Requirement 1: Please put the entry lines below into a JSON list of strings, one string per line with blank lines left out, starting with the line that contains "For the dataset, tag each instance of the distant" and going on through the last line of the entries.
— Start of Document extract —
Hacker News new | past | comments | ask | show | jobs | submit login
Parsing English with 500 lines of Python (2013) (honnibal.wordpress.com)
285 points by adamnemecek on Apr 28, 2014 | hide | past | web | favorite | 61 comments

It's worth checking out the OP's previous post on this: A good POS tagger in about 200 lines of Python: http://honnibal.wordpress.com/2013/09/11/a-good-part-of-spee...

The OP says his PyGreedyAP gets 96.8% accuracy in 12s (vs NLTK's 94% at 236s)

How does this relate/compare to NLTK?


The truth is nltk is basically crap for real work, but there's so little NLP software that's put proper effort into documentation that nltk still gets a lot of use.

You can work your way down the vast number of nltk modules, and you'll find almost none of them are useful for real work, and those that are, ship a host of alternatives that are all much worse than the current state-of-the-art.

nltk makes most sense as a teaching tool, but even then it's mostly out of date. The chapter on "Parsing" in the nltk book doesn't even really deal with statistical parsing. The dependency parsing work referenced in this post is almost all 1-3 years old, so obviously it isn't covered either.

As an integration layer, nltk is so much more trouble than it's worth. You can use it to compute some of your scoring metrics, or read in a corpus, but...why bother?

I'm slowly putting together an alternative, where you get exactly one tokeniser, exactly one tagger, etc. All these algorithms have the same i/o, so we shouldn't ask a user to choose one. We should just provide the best one.
— End of Document extract —
— Start of Data to process —
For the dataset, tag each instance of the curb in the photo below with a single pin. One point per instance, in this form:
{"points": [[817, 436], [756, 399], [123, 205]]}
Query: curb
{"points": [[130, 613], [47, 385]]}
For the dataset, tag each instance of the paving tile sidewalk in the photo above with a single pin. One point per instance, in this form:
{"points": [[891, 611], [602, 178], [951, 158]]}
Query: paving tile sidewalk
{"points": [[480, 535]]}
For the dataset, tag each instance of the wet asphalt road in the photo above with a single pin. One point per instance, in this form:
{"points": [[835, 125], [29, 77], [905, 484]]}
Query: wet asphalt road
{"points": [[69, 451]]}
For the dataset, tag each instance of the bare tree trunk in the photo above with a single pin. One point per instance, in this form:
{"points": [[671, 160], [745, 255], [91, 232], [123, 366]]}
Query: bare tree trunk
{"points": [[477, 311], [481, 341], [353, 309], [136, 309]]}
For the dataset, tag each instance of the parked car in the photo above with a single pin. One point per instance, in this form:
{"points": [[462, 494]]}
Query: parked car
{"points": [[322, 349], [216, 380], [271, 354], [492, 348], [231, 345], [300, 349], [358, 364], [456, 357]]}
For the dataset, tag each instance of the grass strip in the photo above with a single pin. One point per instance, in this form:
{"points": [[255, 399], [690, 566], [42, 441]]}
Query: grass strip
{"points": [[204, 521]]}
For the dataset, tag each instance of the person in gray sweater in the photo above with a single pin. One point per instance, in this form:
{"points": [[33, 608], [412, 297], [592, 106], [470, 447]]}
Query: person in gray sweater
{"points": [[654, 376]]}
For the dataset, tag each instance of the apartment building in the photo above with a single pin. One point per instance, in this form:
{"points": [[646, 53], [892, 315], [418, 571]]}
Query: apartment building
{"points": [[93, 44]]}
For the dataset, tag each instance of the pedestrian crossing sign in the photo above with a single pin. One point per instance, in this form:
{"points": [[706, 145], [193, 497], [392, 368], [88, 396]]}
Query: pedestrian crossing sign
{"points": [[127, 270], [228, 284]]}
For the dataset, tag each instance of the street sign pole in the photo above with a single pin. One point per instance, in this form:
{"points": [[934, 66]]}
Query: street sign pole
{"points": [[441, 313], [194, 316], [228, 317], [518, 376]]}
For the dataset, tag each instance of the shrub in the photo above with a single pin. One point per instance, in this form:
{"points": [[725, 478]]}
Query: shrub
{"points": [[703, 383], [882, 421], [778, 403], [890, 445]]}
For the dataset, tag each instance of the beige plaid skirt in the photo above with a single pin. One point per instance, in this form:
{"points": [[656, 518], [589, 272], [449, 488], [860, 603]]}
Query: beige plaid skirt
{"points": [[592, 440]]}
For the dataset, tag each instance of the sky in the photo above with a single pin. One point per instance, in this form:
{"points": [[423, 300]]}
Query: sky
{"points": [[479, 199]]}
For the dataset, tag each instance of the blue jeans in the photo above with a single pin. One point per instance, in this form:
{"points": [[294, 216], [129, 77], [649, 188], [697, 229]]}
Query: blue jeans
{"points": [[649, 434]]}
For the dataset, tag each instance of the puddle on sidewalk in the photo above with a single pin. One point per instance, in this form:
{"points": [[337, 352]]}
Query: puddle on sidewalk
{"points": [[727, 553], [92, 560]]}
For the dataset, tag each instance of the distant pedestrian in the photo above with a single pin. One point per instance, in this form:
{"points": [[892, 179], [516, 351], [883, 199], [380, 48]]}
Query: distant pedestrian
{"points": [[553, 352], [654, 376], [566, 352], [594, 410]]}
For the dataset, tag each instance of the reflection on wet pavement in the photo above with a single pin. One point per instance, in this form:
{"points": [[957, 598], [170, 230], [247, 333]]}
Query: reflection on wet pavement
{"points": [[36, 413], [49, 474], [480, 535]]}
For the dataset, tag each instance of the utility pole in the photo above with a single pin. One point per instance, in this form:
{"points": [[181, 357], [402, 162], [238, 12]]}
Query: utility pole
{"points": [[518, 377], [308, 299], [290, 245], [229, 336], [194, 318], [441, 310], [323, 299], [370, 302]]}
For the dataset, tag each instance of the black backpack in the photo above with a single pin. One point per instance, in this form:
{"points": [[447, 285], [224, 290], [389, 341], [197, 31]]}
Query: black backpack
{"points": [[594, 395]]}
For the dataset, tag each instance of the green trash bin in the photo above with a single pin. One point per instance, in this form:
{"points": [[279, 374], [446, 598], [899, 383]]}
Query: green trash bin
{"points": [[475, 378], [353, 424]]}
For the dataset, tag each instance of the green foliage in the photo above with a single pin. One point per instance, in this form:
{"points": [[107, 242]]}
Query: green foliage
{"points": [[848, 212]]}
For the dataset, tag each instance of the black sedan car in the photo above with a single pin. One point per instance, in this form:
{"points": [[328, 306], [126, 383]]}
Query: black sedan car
— End of Data to process —
Requirement 2: Duplicate the passage from the Hacker News thread on parsing English with Python, starting with "How does this" and going on through "corpus, but...why bother?".

Task response 1:
[
  "For the dataset, tag each instance of the distant pedestrian in the photo above with a single pin. One point per instance, in this form:",
  "{\"points\": [[892, 179], [516, 351], [883, 199], [380, 48]]}",
  "Query: distant pedestrian",
  "{\"points\": [[553, 352], [654, 376], [566, 352], [594, 410]]}",
  "For the dataset, tag each instance of the reflection on wet pavement in the photo above with a single pin. One point per instance, in this form:",
  "{\"points\": [[957, 598], [170, 230], [247, 333]]}",
  "Query: reflection on wet pavement",
  "{\"points\": [[36, 413], [49, 474], [480, 535]]}",
  "For the dataset, tag each instance of the utility pole in the photo above with a single pin. One point per instance, in this form:",
  "{\"points\": [[181, 357], [402, 162], [238, 12]]}",
  "Query: utility pole",
  "{\"points\": [[518, 377], [308, 299], [290, 245], [229, 336], [194, 318], [441, 310], [323, 299], [370, 302]]}",
  "For the dataset, tag each instance of the black backpack in the photo above with a single pin. One point per instance, in this form:",
  "{\"points\": [[447, 285], [224, 290], [389, 341], [197, 31]]}",
  "Query: black backpack",
  "{\"points\": [[594, 395]]}",
  "For the dataset, tag each instance of the green trash bin in the photo above with a single pin. One point per instance, in this form:",
  "{\"points\": [[279, 374], [446, 598], [899, 383]]}",
  "Query: green trash bin",
  "{\"points\": [[475, 378], [353, 424]]}",
  "For the dataset, tag each instance of the green foliage in the photo above with a single pin. One point per instance, in this form:",
  "{\"points\": [[107, 242]]}",
  "Query: green foliage",
  "{\"points\": [[848, 212]]}",
  "For the dataset, tag each instance of the black sedan car in the photo above with a single pin. One point per instance, in this form:",
  "{\"points\": [[328, 306], [126, 383]]}",
  "Query: black sedan car"
]

Task response 2:
How does this relate/compare to NLTK?


The truth is nltk is basically crap for real work, but there's so little NLP software that's put proper effort into documentation that nltk still gets a lot of use.

You can work your way down the vast number of nltk modules, and you'll find almost none of them are useful for real work, and those that are, ship a host of alternatives that are all much worse than the current state-of-the-art.

nltk makes most sense as a teaching tool, but even then it's mostly out of date. The chapter on "Parsing" in the nltk book doesn't even really deal with statistical parsing. The dependency parsing work referenced in this post is almost all 1-3 years old, so obviously it isn't covered either.

As an integration layer, nltk is so much more trouble than it's worth. You can use it to compute some of your scoring metrics, or read in a corpus, but...why bother?